++++ STUDY TEXT

Metal hypersensitivity in fibromyalgia and connective tissue diseases
We know that environmental and genetic factors have roles in the onset of autoimmune disease and metal hypersensitivity is one such potential factor. Now a team has looked at the evidence around metal exposure history in people with rheumatoid arthritis, lupus and Sjögren’s syndrome, and relate their findings to fibromyalgia.
The main sources of metal exposure were nickel, mercury, gold, palladium, titanium and chromium.
“All of systemic lupus erythematosus, rheumatoid arthritis and Sjögren’s syndrome patients appeared to have an increased frequency of metal delayed-type hypersensitivity (Type IV allergy),” they explain. “As dental restorative materials release minor amounts of their metals (including mercury, gold, and nickel), many adults are commonly exposed to these metal ions by vapor or corrosion into saliva.”
“Metal-related delayed-type hypersensitivity in these patients will induce an inflammatory response. Such inflammations are important factors in connective tissue disease progress.
“It is hypothesized that metal-specific T cell reactivity can act as an etiological agent in the propagation and chronification of rheumatic inflammation. The key responses of metal delayed-type hypersensitivity in autoimmunity are precipitating as an appealing challenge for further investigations.
“Many patients with connective tissue diseases and fibromyalgia have delayed-type hypersensitivity to metals. Metal-induced inflammation triggers connective tissue diseases and fibromyalgia in metal-allergic patients.”

++++++++

▶ **DIRECTIONS**
**1.** Return the passage of the metal hypersensitivity article that opens with the words containing "Metal hypersensitivity in" and closes with "findings to fibromyalgia.", copied word for word.
**2.** Please list the metals that the metal hypersensitivity article names as the main sources of metal exposure.

++++ SUPPLIED MATERIAL

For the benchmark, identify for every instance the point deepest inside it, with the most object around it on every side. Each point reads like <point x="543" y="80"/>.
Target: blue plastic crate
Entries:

++++++++

▶ **TASK SOLUTIONS**
**1.**
Metal hypersensitivity in fibromyalgia and connective tissue diseases
We know that environmental and genetic factors have roles in the onset of autoimmune disease and metal hypersensitivity is one such potential factor. Now a team has looked at the evidence around metal exposure history in people with rheumatoid arthritis, lupus and Sjögren’s syndrome, and relate their findings to fibromyalgia.

**2.** Nickel, mercury, gold, palladium, titanium and chromium.